What you have to do:
Locate each line in the items below that contains the string "pants", and copy those lines out in full. Matching is case-sensitive.

---- Record excerpts

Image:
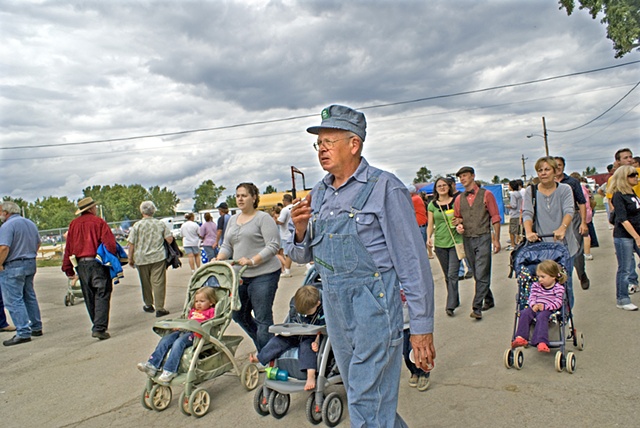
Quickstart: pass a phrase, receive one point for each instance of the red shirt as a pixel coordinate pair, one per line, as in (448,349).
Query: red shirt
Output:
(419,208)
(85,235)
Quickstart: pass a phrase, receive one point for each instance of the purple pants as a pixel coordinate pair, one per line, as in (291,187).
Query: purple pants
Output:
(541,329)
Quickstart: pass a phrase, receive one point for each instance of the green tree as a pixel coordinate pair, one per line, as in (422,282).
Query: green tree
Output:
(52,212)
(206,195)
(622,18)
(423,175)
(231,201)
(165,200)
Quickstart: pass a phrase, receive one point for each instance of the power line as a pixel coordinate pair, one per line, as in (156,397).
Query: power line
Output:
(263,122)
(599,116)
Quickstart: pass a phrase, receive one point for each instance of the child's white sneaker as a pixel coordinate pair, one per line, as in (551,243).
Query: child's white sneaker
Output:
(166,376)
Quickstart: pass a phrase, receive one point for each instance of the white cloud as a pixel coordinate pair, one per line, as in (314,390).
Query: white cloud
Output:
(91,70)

--------
---- Record excerpts

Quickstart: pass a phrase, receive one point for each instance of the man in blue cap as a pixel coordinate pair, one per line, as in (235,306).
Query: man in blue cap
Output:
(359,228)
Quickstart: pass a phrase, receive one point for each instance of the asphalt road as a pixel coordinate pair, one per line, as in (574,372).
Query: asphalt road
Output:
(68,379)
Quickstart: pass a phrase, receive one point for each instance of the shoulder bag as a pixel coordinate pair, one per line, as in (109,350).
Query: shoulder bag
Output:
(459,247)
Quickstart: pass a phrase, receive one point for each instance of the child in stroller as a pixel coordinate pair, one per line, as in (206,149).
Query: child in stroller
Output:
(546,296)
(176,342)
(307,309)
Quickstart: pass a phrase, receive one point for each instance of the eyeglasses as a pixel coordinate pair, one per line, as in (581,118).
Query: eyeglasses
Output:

--------

Expected output:
Quickstart: pass a phrase, receive one point for each instance of the purple pants as a pixel coordinate pair, one per line, as in (291,187).
Query: purple pants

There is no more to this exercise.